▶ _RECORD EXCERPTS_
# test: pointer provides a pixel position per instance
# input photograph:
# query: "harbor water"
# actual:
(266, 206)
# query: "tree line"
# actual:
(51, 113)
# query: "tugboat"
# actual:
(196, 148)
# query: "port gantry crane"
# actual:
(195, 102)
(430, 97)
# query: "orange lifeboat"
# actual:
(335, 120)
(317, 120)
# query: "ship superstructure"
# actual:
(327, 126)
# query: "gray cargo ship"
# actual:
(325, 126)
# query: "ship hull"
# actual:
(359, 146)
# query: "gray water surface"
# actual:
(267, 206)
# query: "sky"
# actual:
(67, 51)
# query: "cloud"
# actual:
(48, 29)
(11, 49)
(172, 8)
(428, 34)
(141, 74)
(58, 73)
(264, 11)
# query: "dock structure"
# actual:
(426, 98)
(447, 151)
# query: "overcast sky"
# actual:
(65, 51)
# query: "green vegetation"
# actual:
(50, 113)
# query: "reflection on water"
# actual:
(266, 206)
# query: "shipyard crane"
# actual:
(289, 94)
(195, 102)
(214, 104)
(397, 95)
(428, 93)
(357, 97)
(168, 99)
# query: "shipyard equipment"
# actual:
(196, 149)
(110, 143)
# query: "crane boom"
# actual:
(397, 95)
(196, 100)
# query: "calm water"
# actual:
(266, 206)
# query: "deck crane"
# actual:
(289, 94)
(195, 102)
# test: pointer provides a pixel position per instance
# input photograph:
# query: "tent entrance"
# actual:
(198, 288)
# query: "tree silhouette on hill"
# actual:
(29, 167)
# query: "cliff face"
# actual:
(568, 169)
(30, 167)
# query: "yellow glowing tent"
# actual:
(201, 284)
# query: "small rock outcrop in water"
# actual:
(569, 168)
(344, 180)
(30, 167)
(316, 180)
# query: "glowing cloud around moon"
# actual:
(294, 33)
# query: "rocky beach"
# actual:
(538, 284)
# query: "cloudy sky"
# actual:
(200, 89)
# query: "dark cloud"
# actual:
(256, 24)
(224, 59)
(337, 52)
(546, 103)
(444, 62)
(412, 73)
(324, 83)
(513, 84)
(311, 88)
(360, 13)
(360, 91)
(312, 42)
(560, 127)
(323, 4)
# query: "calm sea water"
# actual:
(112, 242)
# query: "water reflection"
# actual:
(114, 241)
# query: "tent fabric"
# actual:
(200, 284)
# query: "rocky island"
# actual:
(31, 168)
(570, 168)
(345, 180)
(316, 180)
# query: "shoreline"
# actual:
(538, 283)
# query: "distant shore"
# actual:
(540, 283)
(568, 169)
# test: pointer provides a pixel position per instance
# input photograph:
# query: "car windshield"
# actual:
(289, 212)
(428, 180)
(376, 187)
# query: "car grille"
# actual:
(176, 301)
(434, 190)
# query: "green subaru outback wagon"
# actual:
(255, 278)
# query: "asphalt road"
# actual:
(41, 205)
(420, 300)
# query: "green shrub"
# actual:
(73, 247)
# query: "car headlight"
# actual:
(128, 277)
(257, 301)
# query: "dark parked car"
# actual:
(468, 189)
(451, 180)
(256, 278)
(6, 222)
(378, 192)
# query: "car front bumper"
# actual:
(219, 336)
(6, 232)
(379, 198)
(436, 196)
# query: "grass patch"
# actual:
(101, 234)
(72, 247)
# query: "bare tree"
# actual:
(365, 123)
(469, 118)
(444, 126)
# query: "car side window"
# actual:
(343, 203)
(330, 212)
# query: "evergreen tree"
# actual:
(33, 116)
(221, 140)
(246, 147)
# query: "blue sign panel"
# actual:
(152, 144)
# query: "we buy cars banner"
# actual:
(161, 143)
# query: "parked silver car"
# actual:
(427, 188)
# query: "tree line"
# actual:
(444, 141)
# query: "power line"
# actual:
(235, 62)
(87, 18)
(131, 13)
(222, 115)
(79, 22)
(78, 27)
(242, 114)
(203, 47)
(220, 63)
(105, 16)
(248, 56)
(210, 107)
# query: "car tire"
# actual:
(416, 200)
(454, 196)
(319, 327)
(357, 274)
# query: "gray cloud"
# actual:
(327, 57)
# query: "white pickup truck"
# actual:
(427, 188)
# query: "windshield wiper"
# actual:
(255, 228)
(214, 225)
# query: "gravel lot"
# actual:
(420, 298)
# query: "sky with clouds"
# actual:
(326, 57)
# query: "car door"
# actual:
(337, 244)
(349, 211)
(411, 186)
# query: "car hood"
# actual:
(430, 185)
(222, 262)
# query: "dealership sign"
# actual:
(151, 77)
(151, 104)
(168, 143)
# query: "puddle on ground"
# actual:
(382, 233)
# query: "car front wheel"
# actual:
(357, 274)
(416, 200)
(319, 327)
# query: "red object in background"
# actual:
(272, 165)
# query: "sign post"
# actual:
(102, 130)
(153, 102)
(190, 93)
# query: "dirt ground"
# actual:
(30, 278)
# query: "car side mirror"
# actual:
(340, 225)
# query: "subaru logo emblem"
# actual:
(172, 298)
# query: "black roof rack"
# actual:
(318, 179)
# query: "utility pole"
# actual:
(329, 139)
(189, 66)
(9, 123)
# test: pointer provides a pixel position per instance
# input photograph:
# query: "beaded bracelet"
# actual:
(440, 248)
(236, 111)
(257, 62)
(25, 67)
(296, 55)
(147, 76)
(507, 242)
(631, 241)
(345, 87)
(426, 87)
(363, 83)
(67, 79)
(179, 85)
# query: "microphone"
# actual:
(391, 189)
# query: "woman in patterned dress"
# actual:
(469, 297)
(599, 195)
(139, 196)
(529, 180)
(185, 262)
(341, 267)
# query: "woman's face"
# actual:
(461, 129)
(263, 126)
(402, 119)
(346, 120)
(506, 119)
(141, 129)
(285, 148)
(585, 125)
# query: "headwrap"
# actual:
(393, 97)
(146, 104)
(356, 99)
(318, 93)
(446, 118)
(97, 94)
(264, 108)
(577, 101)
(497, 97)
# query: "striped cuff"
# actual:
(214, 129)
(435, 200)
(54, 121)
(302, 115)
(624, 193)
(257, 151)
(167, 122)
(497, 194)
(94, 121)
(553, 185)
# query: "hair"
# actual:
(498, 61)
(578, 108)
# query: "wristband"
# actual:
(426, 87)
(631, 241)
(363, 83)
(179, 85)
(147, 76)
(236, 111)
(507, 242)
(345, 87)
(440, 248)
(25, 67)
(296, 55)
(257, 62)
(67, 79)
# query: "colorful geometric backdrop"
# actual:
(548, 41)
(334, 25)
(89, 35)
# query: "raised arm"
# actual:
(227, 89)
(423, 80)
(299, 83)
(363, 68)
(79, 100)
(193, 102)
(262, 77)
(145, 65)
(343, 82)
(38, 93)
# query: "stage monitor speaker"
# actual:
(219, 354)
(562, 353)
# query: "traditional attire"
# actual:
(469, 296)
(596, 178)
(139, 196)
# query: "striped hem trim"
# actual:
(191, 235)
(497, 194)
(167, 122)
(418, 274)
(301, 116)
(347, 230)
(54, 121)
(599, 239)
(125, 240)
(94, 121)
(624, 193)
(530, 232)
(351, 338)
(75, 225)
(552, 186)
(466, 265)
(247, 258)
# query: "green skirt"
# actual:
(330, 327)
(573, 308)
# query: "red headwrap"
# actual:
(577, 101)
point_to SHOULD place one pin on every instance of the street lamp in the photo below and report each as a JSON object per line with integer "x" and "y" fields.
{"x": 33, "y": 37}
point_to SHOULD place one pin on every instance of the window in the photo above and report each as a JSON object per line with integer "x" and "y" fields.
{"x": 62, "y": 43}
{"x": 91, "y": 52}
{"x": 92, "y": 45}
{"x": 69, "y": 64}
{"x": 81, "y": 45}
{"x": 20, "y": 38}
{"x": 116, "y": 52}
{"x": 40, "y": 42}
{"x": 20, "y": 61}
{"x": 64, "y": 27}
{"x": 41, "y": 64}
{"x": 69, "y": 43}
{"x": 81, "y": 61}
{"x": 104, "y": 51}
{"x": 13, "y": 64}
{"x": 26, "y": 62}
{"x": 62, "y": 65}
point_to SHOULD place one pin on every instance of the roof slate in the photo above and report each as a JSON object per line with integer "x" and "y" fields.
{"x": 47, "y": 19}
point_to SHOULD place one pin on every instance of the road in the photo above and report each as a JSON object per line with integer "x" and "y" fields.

▶ _PROMPT_
Please go over the data above and copy each line with "calm" in it.

▶ _TASK ANSWER_
# query: "calm water"
# query: "calm sea water"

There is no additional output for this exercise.